> **PROBLEM TO WORK ON**
Reproduce, word for word, every line starting at the line that contains "formatted as [60,23]." and ending with the final line of the entries.

┌────────

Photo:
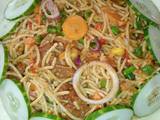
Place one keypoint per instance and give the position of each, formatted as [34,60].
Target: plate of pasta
[79,59]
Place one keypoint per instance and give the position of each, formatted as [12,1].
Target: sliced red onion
[48,5]
[97,45]
[113,90]
[78,61]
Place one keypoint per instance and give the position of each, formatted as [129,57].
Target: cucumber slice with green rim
[44,116]
[3,112]
[3,62]
[152,36]
[6,26]
[18,8]
[146,9]
[14,100]
[116,112]
[147,100]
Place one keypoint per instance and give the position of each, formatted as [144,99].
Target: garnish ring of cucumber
[15,100]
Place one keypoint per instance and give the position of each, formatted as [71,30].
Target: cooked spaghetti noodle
[46,68]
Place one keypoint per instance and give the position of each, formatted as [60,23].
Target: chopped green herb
[138,23]
[44,18]
[102,83]
[148,69]
[128,72]
[138,52]
[130,76]
[81,41]
[38,39]
[93,44]
[115,30]
[63,16]
[52,29]
[87,14]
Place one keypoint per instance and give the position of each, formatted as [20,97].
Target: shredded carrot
[99,26]
[30,41]
[113,16]
[32,87]
[21,66]
[61,56]
[38,16]
[34,69]
[75,27]
[96,96]
[29,25]
[102,41]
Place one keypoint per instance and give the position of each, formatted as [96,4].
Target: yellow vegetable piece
[75,27]
[74,53]
[117,51]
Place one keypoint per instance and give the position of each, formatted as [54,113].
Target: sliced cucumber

└────────

> **RESULT FOR THIS TASK**
Place one keypoint per instance and give the position of each, formatted as [60,23].
Target: chopped green herb
[138,23]
[44,18]
[102,83]
[148,69]
[128,72]
[138,52]
[130,76]
[81,41]
[38,39]
[93,44]
[115,30]
[63,16]
[52,29]
[87,14]
Place one keypoint per instance and give the position of each, formatted as [20,97].
Target: shredded carrot
[99,26]
[30,41]
[113,16]
[32,87]
[21,66]
[61,56]
[38,16]
[34,69]
[75,27]
[96,96]
[29,25]
[102,41]
Place one keypoint per instance and give the position of each, formatted as [96,4].
Target: yellow vegetable piece
[75,27]
[74,53]
[117,51]
Place one keypoint per instance and give the position of each, formatted as [54,113].
Target: sliced cucumber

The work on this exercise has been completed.